**QUOTED TEXT:**
- - - - -

I found this particular post very informative for general stuff about motor control. 

Then there's his paper on flux based sensorless position estimation.

There's also this archive post and this page about all of his different iterations of controllers.

So full blown FOC would require measuring 2 of the 3 phase currents and using some trig to transpose those current vectors into the rotor reference frame. Then, use some control logic to figure out where the next current vector should be (still in the rotor reference frame) and use some more trig to translate that back to the 3 phases for the next PWM cycle. That last bit of trig is computationally expensive and requires some fast processors. 

Shane proposes to avoid that by separating the sensorless position estimation into a fast processing loop and the field oriented stuff into a loop that processes less often. The fast loop runs every PWM cycle and tracks something called the 'rotor flux linkage' for each phase as it spins. I'll admit, I'm still fuzzy on all this motor theory, but hey - it works. The rotor flux linkage for each phase is a sine wave that passes through 0 twice for each electrical cycle corresponding to the position of the rotor. The three phases are offset by 120 electrical degrees, so monitoring the 3 phases will give 6 zero-crossings (one every 60 degrees) in one electrical cycle. These zero crossings are used like hall effect sensors for feedback into the control algorithm for rotor position update. Then, in this slower loop, the current vector in the rotor reference frame is controlled by the PWM magnitude and phase advance. No more expensive trig!

- - - - -

**AVAILABLE DATA:**
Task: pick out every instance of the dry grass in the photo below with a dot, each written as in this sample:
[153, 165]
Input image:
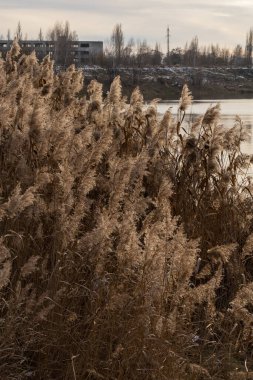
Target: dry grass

- - - - -

**TASK:**
Repeat the motor control post word for word, starting with "So full blown" and going on through "some fast processors.". Rely only on the motor control post for this, not on the data.

**EXERCISE OUTPUT:**
So full blown FOC would require measuring 2 of the 3 phase currents and using some trig to transpose those current vectors into the rotor reference frame. Then, use some control logic to figure out where the next current vector should be (still in the rotor reference frame) and use some more trig to translate that back to the 3 phases for the next PWM cycle. That last bit of trig is computationally expensive and requires some fast processors.